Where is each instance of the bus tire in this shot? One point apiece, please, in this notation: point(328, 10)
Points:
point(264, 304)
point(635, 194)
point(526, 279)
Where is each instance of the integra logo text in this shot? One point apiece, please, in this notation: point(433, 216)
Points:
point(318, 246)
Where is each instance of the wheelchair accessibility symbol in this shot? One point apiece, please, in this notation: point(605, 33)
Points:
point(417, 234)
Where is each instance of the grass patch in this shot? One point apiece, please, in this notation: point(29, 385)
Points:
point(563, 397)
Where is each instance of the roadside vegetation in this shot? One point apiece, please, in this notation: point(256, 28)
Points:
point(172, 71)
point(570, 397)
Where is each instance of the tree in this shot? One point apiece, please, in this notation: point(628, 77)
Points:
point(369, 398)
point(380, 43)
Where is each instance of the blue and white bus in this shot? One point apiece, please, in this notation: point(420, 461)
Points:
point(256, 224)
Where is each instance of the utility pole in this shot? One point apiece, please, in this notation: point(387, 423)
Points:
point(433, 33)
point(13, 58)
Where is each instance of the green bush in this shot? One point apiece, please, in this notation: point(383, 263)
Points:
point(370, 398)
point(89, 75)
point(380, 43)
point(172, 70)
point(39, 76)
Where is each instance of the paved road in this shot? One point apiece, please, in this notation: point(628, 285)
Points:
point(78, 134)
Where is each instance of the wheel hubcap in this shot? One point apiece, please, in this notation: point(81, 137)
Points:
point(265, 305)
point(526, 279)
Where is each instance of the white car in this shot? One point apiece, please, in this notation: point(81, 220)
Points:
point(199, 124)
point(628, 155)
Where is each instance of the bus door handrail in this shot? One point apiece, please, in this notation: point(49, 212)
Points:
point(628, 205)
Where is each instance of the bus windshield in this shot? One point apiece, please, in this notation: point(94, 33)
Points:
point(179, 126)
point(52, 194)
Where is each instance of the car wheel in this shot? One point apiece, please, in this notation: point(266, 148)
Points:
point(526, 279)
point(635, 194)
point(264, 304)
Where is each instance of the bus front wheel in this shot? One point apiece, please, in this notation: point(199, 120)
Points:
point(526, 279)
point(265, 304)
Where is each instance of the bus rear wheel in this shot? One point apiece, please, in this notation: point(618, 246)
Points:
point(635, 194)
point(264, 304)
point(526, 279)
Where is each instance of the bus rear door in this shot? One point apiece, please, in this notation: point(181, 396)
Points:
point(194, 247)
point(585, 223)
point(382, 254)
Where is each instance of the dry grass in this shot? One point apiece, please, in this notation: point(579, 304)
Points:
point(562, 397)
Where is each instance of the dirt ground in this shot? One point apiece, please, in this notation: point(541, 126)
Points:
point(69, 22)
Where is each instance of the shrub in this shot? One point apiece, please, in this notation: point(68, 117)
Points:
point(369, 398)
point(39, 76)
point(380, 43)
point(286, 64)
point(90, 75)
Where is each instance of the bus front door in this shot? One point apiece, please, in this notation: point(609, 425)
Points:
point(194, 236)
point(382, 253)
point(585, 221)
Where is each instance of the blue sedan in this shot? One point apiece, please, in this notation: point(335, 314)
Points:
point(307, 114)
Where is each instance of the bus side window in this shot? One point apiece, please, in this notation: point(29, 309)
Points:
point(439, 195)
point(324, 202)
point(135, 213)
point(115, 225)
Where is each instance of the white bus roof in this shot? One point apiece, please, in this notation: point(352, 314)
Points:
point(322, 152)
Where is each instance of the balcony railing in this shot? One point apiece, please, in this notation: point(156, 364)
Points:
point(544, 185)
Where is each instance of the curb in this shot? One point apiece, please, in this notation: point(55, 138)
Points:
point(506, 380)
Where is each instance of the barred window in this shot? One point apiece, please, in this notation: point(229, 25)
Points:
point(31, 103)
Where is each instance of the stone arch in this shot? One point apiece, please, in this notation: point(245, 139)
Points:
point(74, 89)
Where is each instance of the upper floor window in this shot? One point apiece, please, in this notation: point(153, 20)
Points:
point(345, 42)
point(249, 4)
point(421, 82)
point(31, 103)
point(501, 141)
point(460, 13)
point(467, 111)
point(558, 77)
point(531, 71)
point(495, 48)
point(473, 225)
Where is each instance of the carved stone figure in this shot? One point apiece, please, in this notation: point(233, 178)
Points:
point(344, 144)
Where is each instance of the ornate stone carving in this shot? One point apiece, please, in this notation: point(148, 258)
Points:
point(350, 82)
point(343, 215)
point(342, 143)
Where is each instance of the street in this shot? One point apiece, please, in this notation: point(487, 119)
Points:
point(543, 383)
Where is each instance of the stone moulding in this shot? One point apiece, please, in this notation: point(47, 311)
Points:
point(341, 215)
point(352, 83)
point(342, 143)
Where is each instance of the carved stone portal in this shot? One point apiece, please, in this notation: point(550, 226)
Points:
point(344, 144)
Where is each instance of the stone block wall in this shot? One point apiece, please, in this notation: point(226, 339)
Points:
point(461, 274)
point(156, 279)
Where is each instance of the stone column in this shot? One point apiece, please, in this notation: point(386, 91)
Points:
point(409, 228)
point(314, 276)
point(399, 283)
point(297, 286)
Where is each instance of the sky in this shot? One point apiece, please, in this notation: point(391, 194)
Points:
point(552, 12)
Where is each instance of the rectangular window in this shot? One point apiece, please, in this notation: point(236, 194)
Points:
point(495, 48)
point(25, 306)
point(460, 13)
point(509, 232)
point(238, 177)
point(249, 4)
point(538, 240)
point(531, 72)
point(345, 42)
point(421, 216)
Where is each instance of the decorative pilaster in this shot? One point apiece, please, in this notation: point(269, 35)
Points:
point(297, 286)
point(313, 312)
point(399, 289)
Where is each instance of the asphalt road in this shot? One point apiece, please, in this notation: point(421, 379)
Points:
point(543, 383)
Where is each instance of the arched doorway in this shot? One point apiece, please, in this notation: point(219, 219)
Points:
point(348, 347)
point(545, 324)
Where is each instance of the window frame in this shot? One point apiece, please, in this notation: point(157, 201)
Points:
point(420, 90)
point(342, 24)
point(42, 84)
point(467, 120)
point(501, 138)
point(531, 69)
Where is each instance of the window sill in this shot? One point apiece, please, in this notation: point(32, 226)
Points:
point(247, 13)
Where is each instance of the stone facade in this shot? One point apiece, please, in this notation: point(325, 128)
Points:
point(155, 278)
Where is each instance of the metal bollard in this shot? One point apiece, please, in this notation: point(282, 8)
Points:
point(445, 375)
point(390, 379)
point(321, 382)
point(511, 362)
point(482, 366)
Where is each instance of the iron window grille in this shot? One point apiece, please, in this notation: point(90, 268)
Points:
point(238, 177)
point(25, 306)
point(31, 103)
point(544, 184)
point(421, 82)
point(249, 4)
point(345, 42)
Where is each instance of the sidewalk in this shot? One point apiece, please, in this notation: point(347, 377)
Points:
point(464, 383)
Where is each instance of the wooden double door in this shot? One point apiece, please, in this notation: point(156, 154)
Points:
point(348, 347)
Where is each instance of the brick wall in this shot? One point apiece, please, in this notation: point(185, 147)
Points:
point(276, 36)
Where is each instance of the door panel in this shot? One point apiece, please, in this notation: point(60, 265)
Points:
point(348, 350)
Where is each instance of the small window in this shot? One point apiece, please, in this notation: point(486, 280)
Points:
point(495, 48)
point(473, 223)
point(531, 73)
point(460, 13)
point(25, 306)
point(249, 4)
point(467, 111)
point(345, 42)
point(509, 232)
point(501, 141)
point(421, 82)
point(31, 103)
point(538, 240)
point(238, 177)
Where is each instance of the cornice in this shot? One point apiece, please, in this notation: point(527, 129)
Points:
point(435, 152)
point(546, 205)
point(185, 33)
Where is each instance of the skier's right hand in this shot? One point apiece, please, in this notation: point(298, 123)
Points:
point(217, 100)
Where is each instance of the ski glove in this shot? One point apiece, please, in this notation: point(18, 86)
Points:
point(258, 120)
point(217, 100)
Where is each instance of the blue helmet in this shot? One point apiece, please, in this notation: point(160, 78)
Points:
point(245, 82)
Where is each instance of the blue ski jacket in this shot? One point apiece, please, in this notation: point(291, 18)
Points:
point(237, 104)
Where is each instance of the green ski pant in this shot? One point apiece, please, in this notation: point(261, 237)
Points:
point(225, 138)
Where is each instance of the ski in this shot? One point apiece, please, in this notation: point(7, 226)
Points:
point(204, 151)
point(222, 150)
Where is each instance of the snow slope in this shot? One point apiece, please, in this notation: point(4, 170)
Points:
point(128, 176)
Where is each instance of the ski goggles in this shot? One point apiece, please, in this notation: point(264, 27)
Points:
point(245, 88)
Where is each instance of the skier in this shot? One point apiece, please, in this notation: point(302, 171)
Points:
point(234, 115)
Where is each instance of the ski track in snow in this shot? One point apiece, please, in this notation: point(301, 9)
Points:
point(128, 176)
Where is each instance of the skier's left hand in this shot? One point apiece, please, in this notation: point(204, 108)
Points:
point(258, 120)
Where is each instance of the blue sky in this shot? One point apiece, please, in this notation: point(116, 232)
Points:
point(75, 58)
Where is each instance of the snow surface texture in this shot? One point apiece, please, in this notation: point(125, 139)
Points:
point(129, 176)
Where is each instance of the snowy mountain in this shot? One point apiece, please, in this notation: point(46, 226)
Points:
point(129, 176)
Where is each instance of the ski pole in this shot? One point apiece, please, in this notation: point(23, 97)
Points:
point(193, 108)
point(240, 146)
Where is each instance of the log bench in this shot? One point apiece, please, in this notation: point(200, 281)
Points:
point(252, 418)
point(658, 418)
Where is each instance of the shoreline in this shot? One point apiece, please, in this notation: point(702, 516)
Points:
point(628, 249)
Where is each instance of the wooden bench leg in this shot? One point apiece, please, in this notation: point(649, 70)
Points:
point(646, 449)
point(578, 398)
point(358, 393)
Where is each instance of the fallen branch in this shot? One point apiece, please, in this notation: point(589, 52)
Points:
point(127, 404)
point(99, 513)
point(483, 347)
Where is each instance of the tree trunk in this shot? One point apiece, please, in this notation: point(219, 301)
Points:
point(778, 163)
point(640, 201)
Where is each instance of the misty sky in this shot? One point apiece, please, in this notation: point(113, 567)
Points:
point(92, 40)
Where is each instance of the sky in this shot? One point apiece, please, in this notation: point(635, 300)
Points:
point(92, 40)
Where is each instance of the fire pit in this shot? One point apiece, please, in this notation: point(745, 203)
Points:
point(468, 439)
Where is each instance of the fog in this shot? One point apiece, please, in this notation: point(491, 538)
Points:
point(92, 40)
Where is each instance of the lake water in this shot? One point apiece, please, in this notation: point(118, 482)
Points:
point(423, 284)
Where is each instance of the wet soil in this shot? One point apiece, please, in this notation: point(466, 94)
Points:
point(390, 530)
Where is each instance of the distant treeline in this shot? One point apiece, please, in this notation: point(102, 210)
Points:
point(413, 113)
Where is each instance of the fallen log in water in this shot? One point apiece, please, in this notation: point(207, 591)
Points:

======

◆ **WHAT THE TASK ASKS**
Could you write out exactly the lines above, starting at the first one and ending with the line that has "Where is each instance of the integra"?

◆ **ANSWER SPACE**
Where is each instance of the bus tire in this shot? One point apiece, please, in this notation: point(328, 10)
Points:
point(264, 304)
point(635, 194)
point(526, 279)
Where is each instance of the integra logo text in this shot? One point apiece, please, in this notation: point(433, 216)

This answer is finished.